-- Dataset entries follows --

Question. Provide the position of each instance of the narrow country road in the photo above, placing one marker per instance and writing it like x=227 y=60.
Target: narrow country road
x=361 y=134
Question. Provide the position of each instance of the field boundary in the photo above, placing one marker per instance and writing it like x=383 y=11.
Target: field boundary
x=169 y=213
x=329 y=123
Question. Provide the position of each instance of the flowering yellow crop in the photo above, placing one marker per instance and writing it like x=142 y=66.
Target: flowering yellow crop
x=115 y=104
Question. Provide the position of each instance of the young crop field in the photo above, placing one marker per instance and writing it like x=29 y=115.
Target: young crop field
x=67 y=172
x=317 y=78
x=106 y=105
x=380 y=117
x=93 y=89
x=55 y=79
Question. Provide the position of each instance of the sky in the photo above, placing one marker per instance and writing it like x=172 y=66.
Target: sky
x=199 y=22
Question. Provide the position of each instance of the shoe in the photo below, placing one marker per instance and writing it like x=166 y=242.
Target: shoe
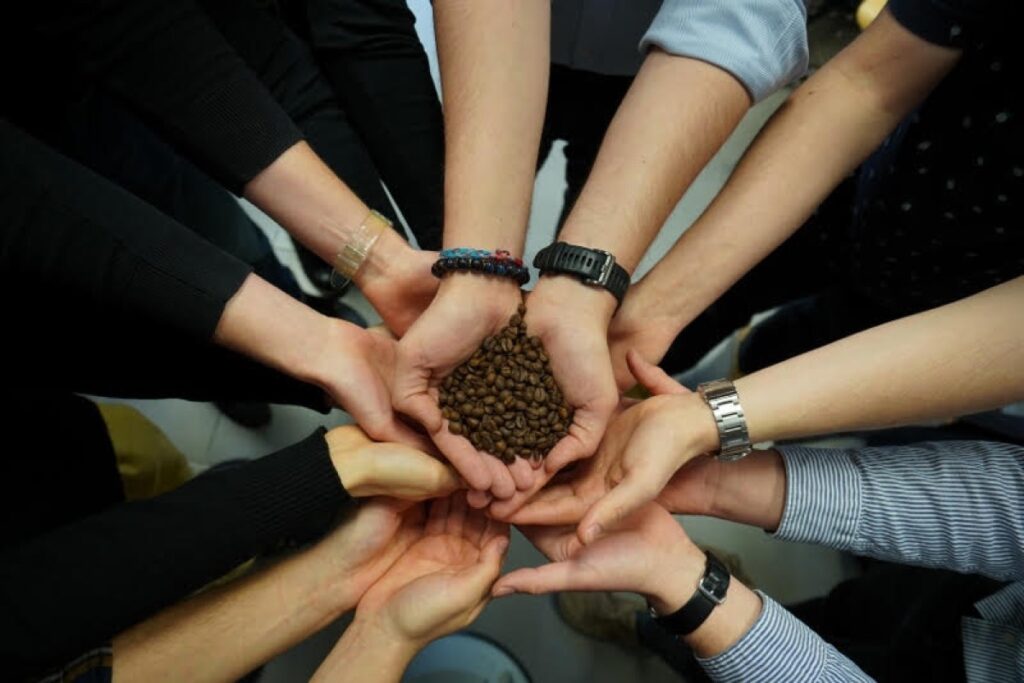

-- Dataset entries concluded --

• [What to produce]: Where does the word "shoe" show up in the material? Copy out each line that has it.

• [Result of the task]:
Question. Provide the position of each instance of the shoe in the photo below, placing one marker per instance and writing it like x=166 y=242.
Target: shoe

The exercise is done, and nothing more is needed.